Rows taken from a segmentation dataset:
· · · · · · ·

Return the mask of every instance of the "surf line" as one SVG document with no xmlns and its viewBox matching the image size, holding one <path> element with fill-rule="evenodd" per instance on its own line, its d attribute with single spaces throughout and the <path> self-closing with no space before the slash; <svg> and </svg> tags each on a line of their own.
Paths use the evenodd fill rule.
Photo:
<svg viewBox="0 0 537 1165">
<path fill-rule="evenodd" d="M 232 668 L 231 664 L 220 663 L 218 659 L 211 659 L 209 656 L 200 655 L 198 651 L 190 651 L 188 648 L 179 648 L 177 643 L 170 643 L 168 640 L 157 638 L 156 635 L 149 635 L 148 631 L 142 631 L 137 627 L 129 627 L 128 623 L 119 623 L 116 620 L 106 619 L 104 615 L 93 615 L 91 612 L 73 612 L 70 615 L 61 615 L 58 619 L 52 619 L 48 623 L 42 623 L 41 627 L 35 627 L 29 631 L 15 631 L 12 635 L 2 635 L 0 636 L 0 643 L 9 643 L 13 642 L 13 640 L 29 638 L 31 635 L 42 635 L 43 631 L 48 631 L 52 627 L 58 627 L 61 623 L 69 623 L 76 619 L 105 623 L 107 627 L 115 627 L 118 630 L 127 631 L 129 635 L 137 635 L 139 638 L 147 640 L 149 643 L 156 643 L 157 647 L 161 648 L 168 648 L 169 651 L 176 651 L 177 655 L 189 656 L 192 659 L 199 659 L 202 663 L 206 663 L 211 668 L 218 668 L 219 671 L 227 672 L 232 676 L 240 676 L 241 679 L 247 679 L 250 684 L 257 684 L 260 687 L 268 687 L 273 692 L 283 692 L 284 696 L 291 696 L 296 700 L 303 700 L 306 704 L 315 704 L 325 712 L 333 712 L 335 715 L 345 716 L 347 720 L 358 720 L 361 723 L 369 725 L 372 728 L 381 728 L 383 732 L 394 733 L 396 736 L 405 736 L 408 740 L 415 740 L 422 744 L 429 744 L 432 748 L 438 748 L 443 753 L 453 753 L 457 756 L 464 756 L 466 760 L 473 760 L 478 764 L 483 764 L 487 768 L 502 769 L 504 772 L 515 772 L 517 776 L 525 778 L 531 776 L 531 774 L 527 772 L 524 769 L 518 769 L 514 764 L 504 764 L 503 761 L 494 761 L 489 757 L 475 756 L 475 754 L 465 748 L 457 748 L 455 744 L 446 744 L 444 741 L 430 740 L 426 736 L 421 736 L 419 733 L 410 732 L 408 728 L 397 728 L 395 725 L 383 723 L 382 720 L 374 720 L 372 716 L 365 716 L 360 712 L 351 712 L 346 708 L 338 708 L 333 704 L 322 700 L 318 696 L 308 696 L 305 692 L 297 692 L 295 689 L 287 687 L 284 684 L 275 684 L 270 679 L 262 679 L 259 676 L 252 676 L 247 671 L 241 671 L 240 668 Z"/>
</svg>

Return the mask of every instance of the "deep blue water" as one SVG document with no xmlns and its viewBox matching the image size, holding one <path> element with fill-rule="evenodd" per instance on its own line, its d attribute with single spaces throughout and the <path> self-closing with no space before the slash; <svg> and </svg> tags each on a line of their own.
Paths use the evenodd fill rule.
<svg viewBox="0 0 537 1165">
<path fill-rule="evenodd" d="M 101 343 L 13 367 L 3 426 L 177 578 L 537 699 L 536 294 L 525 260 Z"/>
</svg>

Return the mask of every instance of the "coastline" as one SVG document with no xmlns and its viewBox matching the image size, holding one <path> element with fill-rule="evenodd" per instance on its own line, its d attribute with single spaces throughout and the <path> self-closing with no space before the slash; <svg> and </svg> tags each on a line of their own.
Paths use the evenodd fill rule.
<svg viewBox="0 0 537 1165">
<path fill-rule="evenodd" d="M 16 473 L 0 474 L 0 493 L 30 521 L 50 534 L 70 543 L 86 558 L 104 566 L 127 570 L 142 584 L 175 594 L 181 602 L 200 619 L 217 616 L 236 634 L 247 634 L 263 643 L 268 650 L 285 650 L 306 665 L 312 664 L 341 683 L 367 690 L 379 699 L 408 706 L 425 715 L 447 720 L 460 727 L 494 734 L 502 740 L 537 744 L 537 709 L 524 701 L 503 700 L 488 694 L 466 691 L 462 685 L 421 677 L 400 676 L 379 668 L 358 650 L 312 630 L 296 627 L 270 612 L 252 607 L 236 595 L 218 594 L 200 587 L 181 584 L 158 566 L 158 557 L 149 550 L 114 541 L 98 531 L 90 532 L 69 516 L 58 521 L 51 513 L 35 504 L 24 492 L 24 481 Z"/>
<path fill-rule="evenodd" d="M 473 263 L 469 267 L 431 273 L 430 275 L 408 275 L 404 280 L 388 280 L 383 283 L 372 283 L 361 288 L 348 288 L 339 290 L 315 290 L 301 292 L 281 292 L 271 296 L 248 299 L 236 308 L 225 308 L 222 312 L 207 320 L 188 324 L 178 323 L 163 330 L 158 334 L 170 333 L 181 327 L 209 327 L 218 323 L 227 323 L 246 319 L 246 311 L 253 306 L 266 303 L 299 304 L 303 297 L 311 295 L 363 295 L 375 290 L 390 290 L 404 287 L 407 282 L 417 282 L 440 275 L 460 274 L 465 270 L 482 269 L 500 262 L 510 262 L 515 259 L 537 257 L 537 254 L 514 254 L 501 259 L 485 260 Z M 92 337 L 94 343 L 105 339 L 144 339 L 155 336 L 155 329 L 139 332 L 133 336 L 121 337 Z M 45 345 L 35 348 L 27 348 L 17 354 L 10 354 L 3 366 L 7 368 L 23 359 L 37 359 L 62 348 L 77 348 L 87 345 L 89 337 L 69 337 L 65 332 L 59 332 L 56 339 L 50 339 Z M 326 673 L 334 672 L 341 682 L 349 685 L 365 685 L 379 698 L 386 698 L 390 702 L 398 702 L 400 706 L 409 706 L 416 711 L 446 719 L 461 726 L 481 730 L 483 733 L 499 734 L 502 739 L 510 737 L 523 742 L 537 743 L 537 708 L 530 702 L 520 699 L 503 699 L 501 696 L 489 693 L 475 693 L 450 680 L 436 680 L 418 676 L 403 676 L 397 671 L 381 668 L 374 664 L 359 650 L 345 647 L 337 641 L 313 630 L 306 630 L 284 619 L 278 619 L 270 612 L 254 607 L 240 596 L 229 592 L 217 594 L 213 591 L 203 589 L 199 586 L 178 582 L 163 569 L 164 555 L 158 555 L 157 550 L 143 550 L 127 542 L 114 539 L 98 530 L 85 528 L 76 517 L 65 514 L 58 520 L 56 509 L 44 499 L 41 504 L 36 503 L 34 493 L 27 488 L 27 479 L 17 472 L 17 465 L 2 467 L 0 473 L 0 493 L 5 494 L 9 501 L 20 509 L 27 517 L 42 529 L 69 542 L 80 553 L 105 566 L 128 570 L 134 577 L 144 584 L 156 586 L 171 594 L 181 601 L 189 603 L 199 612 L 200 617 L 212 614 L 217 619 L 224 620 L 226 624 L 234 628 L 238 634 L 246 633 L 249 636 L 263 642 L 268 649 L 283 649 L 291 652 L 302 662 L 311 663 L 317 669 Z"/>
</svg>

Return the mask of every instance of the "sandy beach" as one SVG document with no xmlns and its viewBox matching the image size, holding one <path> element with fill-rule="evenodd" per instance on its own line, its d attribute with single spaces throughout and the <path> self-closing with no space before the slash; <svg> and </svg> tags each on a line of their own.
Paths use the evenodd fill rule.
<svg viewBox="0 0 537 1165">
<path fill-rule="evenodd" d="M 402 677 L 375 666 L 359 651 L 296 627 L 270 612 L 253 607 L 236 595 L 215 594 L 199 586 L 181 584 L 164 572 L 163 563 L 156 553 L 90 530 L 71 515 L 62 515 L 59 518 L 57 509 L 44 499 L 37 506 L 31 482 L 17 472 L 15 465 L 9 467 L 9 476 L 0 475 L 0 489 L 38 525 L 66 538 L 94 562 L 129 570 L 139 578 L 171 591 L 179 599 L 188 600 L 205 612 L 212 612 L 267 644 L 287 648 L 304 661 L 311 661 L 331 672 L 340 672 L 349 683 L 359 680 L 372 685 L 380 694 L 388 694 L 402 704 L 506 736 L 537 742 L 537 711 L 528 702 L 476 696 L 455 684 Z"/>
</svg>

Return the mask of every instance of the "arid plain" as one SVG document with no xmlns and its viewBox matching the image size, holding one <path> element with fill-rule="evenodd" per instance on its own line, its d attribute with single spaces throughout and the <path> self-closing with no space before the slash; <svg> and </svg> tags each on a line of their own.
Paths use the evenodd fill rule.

· · · · · · ·

Goal
How many of the lines above contain the word "with"? Give only the number.

Answer to this problem
5